§ TEXT UNDER STUDY:
◇ ◇ ◇ ◇ ◇ ◇ ◇
I have nothing personal against the State of Alabama nor the city of Birmingham. Nevertheless, I did wonder in exactly what country Compass Bank might be doing business, since it apparently hasn't caught onto the Equal Credit Opportunity Act, which has been in effect in the United States since 1975.
The Justice Department launched an investigation into Compass' automobile lending practices after the Federal Reserve Board, in a routine 2003 examination, found "reason to believe that Compass Bank's loan pricing procedures and directives constituted a pattern or practice of discrimination," according to a news release Friday.
In its complaint, the Justice Department alleged the Birmingham-based bank had violated the Equal Credit Opportunity Act by charging car loan co-applicants who were not married to one another higher rates than married couples.
In a consent order filed in federal district court in Birmingham, Compass has agreed to pay as much as $1.75 million plus interest to unmarried co-applicants who were charged higher rates. It also will beef up its equal credit opportunity training for employees who set car loan rates. The bank also is required to maintain changes to its lending procedures already in place that explicitly ban distinctions based on marital status.
I suspect that what really set the feds off was the 10% discount given to married cousins (25% to brother/sister couples).
After 32 years, you'd think you'd be able to get the hang of it, wouldn't you?
On the other hand, 30 years ago, when I was a young sprout toiling as an in-house counsel at a large (and long-since acquired) financial institution in the Rocky Mountain West, the bank's executive vice president thought that it would be a great idea for me to sit on the bank's residential loan committee, obviously believing (correctly, I think) that "real world" experience would bring me up to speed faster than sitting in my ivory tower in the legal department. On my first day with the loan committee, the very first loan application considered was that of an unemployed, unmarried, African-American mother with no income, no assets and no third party guarantor or co-borrower to offer, who had applied for a loan to buy a home. It was a testament to the loan officer's desperate need for income that he'd even submitted such a hopeless case.
◇ ◇ ◇ ◇ ◇ ◇ ◇
§ WHAT THIS TASK INVOLVES: List everything the piece on Compass Bank says the bank must do under the consent order filed in federal district court in Birmingham.

§ INFORMATION PROVIDED:
◇ ◇ ◇ ◇ ◇ ◇ ◇
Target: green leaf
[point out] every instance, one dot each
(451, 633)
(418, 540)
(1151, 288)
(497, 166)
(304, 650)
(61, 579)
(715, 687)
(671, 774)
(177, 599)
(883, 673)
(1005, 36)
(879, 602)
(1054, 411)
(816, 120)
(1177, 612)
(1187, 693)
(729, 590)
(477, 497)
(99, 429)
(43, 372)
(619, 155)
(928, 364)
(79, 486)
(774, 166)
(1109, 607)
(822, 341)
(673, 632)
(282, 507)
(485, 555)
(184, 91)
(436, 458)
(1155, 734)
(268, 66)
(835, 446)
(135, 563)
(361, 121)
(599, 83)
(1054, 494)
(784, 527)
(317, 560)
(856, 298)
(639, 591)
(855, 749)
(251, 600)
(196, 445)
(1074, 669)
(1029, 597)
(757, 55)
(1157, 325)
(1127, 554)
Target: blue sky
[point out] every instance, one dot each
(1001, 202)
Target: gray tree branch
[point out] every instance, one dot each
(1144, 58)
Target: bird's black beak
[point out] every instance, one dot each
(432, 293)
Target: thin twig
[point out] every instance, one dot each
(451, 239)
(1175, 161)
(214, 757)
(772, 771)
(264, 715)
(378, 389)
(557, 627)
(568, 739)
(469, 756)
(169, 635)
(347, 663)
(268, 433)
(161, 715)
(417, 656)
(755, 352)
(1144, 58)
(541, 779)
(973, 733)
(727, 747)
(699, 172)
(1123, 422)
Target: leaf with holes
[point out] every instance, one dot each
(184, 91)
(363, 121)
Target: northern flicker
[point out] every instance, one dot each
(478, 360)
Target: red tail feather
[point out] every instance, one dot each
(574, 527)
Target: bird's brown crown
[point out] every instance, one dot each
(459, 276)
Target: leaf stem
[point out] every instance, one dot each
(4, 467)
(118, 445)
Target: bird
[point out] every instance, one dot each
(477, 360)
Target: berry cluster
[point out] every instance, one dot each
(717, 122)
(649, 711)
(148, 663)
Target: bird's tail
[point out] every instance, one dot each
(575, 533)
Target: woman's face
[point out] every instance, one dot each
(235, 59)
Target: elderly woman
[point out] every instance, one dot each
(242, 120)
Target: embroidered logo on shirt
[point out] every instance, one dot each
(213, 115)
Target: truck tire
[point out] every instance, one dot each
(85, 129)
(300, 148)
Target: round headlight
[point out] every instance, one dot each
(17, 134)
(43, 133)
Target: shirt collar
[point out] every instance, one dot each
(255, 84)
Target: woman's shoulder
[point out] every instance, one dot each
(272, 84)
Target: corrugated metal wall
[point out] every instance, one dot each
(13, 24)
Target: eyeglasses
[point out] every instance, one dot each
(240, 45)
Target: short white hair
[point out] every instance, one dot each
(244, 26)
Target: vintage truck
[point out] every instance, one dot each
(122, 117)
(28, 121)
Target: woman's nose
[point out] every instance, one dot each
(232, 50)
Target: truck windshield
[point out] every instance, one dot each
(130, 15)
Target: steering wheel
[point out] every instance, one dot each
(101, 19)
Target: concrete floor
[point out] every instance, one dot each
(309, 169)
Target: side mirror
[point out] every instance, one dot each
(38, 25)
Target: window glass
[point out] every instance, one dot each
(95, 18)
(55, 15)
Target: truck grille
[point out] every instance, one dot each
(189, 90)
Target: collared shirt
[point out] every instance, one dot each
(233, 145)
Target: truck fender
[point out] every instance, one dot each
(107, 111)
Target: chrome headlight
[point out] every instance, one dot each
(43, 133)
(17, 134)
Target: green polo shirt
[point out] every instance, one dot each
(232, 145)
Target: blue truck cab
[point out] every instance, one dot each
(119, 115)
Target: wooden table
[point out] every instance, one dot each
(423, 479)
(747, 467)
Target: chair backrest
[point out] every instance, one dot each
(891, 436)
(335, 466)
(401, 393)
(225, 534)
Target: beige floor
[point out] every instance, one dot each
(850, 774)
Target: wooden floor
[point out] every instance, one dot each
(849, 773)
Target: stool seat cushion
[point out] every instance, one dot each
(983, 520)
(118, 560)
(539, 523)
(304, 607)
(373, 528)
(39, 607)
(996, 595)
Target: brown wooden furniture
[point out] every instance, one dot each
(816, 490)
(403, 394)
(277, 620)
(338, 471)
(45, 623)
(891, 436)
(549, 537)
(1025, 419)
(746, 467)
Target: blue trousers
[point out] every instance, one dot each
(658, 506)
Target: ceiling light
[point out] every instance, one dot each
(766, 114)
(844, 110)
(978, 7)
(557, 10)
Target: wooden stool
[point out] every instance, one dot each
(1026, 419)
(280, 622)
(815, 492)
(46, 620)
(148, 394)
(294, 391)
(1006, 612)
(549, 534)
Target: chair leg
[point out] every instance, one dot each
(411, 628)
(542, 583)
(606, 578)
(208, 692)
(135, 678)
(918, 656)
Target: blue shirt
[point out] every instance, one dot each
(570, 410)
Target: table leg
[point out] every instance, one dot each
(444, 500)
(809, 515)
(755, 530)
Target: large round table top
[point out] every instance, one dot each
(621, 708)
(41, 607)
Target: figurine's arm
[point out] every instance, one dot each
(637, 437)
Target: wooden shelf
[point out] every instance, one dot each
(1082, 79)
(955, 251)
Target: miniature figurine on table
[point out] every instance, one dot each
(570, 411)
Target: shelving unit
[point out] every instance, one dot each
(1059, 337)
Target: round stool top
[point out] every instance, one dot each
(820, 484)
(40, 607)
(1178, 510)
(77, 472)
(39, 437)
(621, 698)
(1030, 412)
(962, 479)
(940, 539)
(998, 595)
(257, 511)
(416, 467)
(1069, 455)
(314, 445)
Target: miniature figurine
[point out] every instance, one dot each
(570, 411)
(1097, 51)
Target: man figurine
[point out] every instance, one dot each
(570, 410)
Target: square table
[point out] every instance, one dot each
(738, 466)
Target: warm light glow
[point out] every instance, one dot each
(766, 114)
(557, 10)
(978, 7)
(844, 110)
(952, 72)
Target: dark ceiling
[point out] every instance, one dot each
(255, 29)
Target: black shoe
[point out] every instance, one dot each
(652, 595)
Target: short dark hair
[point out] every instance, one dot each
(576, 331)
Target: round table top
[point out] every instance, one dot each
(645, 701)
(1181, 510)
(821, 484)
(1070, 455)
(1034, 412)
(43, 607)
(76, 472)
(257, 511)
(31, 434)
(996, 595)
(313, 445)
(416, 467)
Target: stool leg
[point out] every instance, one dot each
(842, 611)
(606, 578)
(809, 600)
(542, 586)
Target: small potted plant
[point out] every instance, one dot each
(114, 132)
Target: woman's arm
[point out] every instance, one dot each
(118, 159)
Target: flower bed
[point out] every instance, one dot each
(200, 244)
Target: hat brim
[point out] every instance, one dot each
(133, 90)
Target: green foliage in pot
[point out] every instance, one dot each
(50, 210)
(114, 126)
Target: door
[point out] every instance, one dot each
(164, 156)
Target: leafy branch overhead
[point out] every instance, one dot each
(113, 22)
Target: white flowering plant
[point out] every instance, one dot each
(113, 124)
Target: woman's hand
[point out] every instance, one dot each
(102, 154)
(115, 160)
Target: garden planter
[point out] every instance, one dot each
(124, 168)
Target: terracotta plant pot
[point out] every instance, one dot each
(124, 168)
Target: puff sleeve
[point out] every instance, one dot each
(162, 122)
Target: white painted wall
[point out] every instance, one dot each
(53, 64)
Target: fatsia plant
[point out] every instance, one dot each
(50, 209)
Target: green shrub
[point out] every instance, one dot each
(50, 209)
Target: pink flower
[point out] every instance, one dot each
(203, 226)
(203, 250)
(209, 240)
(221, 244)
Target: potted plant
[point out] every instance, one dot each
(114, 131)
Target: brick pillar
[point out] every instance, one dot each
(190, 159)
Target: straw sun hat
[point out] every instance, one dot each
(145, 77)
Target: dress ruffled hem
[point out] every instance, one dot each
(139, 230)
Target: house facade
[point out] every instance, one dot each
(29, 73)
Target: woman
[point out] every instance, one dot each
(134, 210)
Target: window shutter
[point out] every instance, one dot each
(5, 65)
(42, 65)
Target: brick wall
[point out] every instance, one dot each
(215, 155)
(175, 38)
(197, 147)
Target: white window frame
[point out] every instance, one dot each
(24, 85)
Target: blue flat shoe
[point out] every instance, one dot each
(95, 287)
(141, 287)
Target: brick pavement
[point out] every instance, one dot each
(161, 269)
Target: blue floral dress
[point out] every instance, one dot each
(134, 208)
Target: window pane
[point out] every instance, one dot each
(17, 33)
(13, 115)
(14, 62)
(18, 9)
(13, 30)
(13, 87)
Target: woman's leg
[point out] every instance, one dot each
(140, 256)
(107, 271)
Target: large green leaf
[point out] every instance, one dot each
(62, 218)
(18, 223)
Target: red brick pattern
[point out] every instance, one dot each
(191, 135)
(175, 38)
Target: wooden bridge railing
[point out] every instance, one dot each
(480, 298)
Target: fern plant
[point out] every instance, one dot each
◇ ◇ ◇ ◇ ◇ ◇ ◇
§ RESPONSE TO THE TASK:
- Pay as much as $1.75 million plus interest to unmarried co-applicants who were charged higher rates.
- Strengthen its equal credit opportunity training for employees who set car loan rates.
- Maintain the changes to its lending procedures already in place that explicitly ban distinctions based on marital status.